WHAT YOU SHOULD DO: Can you rewrite all the material below as a JSON list of strings, with one string for each line and blank lines left out?

PROVIDED DATA:
○ ○ ○ ○ ○
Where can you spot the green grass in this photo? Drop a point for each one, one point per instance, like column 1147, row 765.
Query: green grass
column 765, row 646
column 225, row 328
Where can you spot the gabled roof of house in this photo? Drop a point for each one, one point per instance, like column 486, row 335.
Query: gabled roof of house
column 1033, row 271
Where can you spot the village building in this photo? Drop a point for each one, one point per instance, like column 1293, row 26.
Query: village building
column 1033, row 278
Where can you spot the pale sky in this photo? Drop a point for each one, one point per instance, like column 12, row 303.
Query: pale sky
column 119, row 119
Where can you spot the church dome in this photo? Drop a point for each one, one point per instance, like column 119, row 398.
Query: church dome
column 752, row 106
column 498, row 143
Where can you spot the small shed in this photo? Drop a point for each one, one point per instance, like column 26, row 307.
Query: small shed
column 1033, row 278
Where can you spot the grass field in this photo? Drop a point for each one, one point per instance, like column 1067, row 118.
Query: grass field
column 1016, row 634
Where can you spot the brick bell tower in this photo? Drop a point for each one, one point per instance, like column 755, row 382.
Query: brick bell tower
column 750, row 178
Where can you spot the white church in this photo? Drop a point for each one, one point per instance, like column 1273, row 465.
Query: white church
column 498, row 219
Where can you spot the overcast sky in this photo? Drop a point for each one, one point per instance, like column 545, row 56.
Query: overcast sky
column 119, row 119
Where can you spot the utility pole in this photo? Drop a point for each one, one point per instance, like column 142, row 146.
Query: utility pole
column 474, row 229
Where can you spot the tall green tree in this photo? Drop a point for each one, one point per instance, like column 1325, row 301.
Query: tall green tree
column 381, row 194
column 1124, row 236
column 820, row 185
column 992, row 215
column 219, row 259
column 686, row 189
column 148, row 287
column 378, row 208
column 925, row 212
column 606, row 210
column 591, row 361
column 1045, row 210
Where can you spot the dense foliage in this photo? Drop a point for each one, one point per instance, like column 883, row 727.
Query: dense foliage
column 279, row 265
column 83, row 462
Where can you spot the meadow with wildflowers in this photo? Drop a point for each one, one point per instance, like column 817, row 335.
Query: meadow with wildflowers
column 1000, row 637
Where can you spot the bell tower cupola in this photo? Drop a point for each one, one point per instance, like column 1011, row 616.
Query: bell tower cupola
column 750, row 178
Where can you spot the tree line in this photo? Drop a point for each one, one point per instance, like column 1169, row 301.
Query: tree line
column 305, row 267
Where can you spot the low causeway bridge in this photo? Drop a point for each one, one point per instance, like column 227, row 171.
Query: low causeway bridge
○ ○ ○ ○ ○
COMPLETED TASK:
[
  "Where can you spot the green grass in this photo? Drop a point for each one, one point per instance, like column 1147, row 765.",
  "Query: green grass",
  "column 765, row 646",
  "column 225, row 328",
  "Where can you spot the gabled roof of house in this photo? Drop a point for each one, one point per instance, like column 486, row 335.",
  "Query: gabled roof of house",
  "column 1033, row 271",
  "Where can you spot the village building in this photo? Drop a point for each one, one point per instance, like column 1293, row 26.",
  "Query: village building",
  "column 1033, row 278",
  "Where can you spot the pale sky in this photo? Drop a point for each one, one point per instance, like column 12, row 303.",
  "Query: pale sky",
  "column 119, row 119",
  "Where can you spot the church dome in this photo? Drop a point for each one, one point per instance, like column 119, row 398.",
  "Query: church dome",
  "column 752, row 106",
  "column 498, row 143",
  "Where can you spot the small shed in this photo? Drop a point for each one, one point per instance, like column 26, row 307.",
  "Query: small shed",
  "column 1033, row 278",
  "Where can you spot the grass field in this photo? Drop a point for each one, one point per instance, like column 1067, row 118.",
  "Query: grass field",
  "column 1016, row 634",
  "Where can you spot the brick bell tower in this photo? Drop a point for each one, one point per instance, like column 755, row 382.",
  "Query: brick bell tower",
  "column 750, row 178",
  "Where can you spot the white church in this photo? Drop a point for each one, one point per instance, like column 1273, row 465.",
  "Query: white church",
  "column 498, row 219",
  "Where can you spot the overcast sky in this photo? Drop a point for each one, one point per instance, like column 545, row 56.",
  "Query: overcast sky",
  "column 119, row 119",
  "Where can you spot the utility pole in this photo? Drop a point for each one, one point per instance, like column 142, row 146.",
  "Query: utility pole",
  "column 474, row 229",
  "Where can you spot the tall green tree in this photo? Drop a point for each one, one point per instance, like column 1325, row 301.",
  "Query: tall green tree",
  "column 381, row 194",
  "column 1124, row 236",
  "column 820, row 185",
  "column 992, row 215",
  "column 219, row 259",
  "column 686, row 189",
  "column 148, row 287",
  "column 378, row 208",
  "column 925, row 212",
  "column 606, row 210",
  "column 591, row 361",
  "column 1045, row 210",
  "Where can you spot the dense foliage in this photo? Drop a point for each one, one point per instance, like column 883, row 727.",
  "Query: dense foliage",
  "column 279, row 265",
  "column 83, row 462",
  "Where can you spot the meadow with wildflowers in this photo? Drop a point for each one, one point per instance, like column 817, row 335.",
  "Query: meadow with wildflowers",
  "column 1000, row 637",
  "Where can you spot the bell tower cupola in this photo? Drop a point for each one, one point per instance, like column 1011, row 616.",
  "Query: bell tower cupola",
  "column 750, row 178",
  "Where can you spot the tree line in this photo? Drop a point for each one, one point per instance, like column 1169, row 301.",
  "Query: tree line",
  "column 305, row 267",
  "Where can you spot the low causeway bridge in this photo? Drop a point for each one, one point per instance, like column 227, row 171.",
  "Query: low causeway bridge"
]